**Task**
Transcribe all of the listing exactly.

● ● ● ●

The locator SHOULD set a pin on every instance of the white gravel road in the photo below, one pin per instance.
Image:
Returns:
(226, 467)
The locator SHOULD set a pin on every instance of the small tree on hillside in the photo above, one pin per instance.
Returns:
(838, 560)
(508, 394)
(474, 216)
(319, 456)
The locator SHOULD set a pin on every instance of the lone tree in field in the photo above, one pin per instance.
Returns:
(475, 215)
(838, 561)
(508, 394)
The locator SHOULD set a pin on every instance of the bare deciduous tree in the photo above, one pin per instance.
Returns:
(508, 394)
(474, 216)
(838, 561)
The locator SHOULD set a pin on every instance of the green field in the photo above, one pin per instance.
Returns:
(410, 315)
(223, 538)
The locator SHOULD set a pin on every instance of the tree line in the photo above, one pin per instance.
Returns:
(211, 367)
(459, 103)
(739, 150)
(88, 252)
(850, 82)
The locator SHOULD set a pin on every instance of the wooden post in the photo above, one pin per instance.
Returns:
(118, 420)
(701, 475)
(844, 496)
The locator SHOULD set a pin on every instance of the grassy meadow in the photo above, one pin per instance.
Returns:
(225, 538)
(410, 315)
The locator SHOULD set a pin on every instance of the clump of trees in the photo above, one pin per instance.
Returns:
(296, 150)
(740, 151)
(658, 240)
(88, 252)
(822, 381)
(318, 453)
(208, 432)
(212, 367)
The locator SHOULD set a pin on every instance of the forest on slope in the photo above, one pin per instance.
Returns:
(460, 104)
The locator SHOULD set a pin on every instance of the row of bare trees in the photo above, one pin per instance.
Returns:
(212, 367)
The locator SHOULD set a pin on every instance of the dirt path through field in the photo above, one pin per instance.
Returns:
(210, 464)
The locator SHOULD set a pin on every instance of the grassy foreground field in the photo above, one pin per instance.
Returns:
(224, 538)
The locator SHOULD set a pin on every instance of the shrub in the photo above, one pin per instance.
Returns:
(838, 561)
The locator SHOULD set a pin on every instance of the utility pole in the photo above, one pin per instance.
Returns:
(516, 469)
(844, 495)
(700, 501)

● ● ● ●

**Worked solution**
The locator SHOULD set a pin on every instance of the white gravel road in the photo below, one pin per instance.
Image:
Returns:
(226, 467)
The locator SHOULD set a pin on every instance of the small tree on hillside in the photo above, one pin per instance.
Returns:
(838, 560)
(508, 394)
(474, 216)
(319, 456)
The locator SHOULD set a pin on every instance of the lone tree in field in the photo above, one pin per instance.
Returns:
(475, 215)
(838, 561)
(508, 394)
The locator SHOULD set a pin on every instance of the bare deciduous tree in the photo above, one pin per instance.
Returns:
(508, 394)
(474, 216)
(838, 561)
The locator SHOULD set a pin on every instance of the green field in the photo above, one pin per instance.
Returns:
(410, 315)
(223, 538)
The locator SHOULD set a pin on every instance of the tree line in the photo above, one pin per instance.
Returns:
(211, 367)
(459, 103)
(739, 150)
(88, 252)
(850, 82)
The locator SHOULD set a pin on every instance of the wooden post in the photo above, one pin per instance.
Returns:
(118, 420)
(701, 475)
(844, 496)
The locator SHOULD set a pin on every instance of the grassy meadow in the photo above, one pin per instance.
Returns:
(225, 538)
(410, 315)
The locator SHOULD set a pin on every instance of the clump of trees in the photo above, one pin per instance.
Returns:
(296, 150)
(740, 151)
(658, 240)
(88, 252)
(822, 381)
(318, 453)
(208, 432)
(212, 367)
The locator SHOULD set a pin on every instance of the forest on slope in the photo above, one pin per instance.
Returns:
(460, 104)
The locator SHOULD set a pin on every instance of the row of bare trees in the photo above, one pin per instance.
Returns:
(212, 367)
The locator SHOULD set a pin on every instance of the dirt path through field in the photo above, one pin per instance.
Returns:
(210, 464)
The locator SHOULD set a pin on every instance of the grassy foreground field in the photo above, one pin per instance.
Returns:
(224, 538)
The locator SHOULD set a pin on every instance of the shrub in the photo above, one pin per instance.
Returns:
(838, 561)
The locator SHOULD set a pin on every instance of the utility pole in the photo above, one pin per instance.
Returns:
(516, 469)
(844, 495)
(700, 501)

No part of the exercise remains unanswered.